== Task statement ==
Pick out every line in the data below that holds "background".

== Available data ==

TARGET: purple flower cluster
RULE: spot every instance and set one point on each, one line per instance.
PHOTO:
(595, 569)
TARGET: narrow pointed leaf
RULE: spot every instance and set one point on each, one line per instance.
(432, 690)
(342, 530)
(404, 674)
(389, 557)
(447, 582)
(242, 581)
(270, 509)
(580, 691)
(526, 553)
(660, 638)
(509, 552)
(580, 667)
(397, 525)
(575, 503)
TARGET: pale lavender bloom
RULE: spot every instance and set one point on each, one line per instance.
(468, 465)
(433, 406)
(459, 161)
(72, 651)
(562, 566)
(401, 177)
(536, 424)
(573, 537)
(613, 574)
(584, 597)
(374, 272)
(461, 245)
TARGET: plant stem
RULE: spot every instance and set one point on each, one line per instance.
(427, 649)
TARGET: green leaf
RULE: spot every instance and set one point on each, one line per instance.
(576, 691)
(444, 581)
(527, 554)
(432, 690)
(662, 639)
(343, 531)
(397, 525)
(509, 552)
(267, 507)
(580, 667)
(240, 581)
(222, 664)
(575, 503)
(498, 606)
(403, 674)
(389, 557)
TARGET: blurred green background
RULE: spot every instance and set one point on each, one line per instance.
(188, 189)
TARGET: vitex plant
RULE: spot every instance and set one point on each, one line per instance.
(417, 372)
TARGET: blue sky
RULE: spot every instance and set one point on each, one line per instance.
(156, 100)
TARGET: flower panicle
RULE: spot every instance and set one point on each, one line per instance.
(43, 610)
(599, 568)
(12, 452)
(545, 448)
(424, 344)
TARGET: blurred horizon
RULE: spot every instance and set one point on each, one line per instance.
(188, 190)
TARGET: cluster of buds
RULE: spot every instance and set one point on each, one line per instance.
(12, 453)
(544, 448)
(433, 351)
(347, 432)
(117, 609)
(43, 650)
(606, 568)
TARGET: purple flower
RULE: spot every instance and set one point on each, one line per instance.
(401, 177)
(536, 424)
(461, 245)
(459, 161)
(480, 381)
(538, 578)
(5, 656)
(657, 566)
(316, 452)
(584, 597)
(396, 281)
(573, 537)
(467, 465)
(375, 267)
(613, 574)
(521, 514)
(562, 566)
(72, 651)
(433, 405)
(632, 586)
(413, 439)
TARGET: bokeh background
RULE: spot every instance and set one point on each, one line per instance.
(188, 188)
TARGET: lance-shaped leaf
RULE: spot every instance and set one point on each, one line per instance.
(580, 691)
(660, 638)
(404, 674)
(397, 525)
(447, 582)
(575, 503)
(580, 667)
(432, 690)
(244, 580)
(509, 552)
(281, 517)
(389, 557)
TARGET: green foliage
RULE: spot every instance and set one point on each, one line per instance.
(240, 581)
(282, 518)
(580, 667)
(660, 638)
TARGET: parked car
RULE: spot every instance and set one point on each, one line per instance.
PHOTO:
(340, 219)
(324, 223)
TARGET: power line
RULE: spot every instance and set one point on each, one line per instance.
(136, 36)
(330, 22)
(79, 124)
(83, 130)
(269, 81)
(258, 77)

== Response area ==
TARGET: blurred green background
TARGET: bokeh background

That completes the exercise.